The input
________
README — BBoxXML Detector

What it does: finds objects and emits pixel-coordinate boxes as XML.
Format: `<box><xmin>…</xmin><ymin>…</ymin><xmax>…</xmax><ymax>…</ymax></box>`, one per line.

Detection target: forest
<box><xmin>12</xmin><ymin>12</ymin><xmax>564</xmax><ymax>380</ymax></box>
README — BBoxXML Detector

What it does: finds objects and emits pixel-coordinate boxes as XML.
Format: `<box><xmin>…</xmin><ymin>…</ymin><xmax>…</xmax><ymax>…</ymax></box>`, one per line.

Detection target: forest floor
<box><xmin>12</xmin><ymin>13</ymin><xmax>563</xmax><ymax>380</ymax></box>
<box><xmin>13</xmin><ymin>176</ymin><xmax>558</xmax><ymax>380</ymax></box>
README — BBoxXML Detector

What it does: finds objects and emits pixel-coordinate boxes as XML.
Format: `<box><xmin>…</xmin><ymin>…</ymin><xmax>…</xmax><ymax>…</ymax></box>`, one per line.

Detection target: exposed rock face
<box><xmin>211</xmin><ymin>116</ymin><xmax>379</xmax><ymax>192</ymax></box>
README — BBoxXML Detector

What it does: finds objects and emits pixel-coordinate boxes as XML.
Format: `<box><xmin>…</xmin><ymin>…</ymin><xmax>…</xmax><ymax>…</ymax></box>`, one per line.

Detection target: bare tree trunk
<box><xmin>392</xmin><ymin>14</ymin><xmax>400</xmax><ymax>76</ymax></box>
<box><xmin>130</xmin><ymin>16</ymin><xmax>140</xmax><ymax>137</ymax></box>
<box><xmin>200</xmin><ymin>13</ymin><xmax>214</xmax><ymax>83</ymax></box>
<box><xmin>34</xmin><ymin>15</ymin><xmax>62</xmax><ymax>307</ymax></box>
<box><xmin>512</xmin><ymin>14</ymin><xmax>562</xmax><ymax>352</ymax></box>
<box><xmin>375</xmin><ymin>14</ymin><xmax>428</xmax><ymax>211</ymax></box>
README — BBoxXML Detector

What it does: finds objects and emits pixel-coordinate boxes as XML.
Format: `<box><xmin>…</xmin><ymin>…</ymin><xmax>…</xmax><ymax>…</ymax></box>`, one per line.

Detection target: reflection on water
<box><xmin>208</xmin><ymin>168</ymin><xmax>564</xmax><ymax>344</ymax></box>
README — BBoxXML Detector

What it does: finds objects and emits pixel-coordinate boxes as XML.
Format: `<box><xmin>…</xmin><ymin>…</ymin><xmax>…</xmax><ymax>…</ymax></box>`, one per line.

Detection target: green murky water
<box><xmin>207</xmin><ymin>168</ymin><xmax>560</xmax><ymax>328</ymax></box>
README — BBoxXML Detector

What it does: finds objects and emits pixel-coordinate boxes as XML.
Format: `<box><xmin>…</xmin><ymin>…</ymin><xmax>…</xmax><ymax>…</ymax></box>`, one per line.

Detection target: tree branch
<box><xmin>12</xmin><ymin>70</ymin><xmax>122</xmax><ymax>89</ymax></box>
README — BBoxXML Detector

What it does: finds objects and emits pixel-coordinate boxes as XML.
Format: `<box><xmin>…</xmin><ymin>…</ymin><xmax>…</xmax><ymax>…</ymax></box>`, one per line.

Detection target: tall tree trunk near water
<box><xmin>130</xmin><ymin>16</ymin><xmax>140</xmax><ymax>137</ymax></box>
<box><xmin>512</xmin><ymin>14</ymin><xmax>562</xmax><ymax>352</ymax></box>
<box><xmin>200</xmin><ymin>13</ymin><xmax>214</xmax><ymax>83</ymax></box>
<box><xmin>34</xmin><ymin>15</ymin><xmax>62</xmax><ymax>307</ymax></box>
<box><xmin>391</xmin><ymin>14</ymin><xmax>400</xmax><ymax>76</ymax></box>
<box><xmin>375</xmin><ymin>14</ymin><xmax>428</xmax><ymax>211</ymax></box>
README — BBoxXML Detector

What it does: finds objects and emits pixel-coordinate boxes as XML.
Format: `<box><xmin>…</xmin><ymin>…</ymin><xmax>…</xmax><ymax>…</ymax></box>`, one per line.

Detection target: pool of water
________
Problem to solve
Collect every line of the records that contains the word "trunk" and copy each one out.

Exercise output
Detection target: bare tree trunk
Detection target: tall tree trunk near water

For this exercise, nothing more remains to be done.